# INSTRUCTIONS FOR THE TASK
Return the lines of the listing below exactly as they appear, beginning at the line that contains "An instance of the blue" and continuing through the end of the listing, with both ends included.

# MATERIAL FOR THE TASK
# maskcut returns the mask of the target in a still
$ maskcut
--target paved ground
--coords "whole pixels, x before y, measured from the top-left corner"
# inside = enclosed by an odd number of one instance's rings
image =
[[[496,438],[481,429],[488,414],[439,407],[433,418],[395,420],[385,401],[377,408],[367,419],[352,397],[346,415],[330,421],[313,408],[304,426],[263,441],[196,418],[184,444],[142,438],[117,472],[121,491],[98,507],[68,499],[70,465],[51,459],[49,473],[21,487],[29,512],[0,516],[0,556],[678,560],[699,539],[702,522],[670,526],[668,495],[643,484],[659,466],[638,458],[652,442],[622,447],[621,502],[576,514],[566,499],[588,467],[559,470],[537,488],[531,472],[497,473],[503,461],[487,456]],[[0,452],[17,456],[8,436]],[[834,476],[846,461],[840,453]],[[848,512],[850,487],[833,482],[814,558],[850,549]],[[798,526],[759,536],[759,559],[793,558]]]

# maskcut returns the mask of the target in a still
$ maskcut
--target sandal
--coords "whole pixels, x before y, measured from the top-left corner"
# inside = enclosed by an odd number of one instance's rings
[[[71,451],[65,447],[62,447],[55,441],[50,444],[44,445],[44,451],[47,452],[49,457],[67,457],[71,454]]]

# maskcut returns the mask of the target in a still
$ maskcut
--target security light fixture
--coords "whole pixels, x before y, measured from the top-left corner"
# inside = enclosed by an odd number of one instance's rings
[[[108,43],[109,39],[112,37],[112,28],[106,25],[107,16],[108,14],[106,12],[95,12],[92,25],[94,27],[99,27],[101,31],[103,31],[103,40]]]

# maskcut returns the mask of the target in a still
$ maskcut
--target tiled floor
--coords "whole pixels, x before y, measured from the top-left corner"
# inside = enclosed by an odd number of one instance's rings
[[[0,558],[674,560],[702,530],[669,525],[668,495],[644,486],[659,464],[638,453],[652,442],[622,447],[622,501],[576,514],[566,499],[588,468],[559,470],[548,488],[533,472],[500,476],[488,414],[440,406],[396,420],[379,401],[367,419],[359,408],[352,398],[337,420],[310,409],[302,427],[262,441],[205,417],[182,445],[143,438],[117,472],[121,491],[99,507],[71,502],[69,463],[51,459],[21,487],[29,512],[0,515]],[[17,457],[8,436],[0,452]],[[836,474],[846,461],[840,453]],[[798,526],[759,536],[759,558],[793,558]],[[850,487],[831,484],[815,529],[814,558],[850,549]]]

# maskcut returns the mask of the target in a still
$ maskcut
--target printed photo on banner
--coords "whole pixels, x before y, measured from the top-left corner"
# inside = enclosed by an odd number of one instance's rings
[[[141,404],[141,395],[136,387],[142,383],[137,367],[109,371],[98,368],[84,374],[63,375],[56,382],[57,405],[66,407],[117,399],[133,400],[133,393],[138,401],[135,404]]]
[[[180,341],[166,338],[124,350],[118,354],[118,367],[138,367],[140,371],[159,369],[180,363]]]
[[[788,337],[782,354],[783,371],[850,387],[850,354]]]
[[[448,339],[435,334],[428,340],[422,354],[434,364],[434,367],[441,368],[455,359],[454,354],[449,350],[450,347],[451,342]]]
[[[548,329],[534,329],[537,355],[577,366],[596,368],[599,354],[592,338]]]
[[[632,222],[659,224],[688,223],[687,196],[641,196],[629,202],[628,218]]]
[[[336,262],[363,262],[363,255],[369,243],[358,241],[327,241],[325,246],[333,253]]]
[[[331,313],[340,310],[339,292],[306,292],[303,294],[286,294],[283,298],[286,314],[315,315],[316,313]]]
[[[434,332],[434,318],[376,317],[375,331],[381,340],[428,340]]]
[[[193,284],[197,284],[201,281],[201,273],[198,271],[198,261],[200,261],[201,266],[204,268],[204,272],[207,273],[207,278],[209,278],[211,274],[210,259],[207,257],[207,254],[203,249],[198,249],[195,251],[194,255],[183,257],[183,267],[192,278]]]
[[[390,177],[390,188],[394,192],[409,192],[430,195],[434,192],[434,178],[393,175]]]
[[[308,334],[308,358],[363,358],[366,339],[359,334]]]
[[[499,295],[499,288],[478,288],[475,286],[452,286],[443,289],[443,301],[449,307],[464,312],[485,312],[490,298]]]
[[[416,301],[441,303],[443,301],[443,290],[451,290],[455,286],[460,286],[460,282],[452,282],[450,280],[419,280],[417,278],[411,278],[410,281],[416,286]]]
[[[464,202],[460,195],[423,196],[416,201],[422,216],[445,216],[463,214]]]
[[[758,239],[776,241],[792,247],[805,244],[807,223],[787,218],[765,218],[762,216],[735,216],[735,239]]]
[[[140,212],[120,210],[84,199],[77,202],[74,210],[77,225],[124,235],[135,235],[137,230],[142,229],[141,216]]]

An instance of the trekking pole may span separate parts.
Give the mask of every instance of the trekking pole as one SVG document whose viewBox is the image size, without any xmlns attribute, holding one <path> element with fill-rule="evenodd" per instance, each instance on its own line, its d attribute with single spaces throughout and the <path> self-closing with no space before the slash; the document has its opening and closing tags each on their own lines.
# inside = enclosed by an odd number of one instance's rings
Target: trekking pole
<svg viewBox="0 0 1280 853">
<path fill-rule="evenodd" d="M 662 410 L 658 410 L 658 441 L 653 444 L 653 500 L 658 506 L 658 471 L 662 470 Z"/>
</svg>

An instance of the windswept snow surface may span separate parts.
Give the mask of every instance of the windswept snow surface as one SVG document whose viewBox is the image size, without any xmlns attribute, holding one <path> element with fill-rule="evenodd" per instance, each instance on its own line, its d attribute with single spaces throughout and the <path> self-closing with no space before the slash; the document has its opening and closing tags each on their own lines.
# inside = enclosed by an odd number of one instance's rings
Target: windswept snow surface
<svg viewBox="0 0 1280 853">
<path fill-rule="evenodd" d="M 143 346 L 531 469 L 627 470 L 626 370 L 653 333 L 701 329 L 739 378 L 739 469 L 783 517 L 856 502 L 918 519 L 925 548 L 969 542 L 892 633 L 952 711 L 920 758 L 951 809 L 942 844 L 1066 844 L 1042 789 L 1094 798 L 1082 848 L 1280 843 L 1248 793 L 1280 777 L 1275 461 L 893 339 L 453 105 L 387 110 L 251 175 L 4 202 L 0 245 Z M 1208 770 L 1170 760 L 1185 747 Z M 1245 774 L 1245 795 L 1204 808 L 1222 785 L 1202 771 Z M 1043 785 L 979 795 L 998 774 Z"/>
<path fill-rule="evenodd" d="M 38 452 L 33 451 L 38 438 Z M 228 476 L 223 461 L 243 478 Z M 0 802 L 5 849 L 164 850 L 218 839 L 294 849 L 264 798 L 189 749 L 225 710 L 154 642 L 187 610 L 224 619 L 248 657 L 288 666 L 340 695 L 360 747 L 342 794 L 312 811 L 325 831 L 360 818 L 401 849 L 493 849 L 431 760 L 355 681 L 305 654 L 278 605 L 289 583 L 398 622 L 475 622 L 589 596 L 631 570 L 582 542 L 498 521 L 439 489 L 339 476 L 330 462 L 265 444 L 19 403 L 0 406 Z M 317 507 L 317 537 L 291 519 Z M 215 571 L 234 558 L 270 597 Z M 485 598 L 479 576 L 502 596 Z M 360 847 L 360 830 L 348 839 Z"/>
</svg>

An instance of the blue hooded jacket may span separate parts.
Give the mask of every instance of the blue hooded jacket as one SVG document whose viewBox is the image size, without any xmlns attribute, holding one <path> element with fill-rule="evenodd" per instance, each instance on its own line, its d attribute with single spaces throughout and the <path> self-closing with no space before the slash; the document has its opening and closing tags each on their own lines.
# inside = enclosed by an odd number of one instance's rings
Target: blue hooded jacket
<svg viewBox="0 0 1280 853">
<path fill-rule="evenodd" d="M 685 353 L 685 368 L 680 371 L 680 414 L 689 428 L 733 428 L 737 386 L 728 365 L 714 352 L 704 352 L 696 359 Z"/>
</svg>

# SOLUTION TO THE EXERCISE
An instance of the blue hooded jacket may span separate parts.
Give the mask of every instance of the blue hooded jacket as one SVG document whose viewBox is the image size, without any xmlns attribute, holding one <path> element with fill-rule="evenodd" per instance, each instance on its own line, its d attribute with single spaces throughout and the <path> self-closing with no space before the slash; the document has its opening and closing tags each on their own lines.
# inside = enclosed by an odd number of one instance's rings
Target: blue hooded jacket
<svg viewBox="0 0 1280 853">
<path fill-rule="evenodd" d="M 685 353 L 685 368 L 680 371 L 680 414 L 689 428 L 733 428 L 737 386 L 728 365 L 714 352 L 704 352 L 696 359 Z"/>
</svg>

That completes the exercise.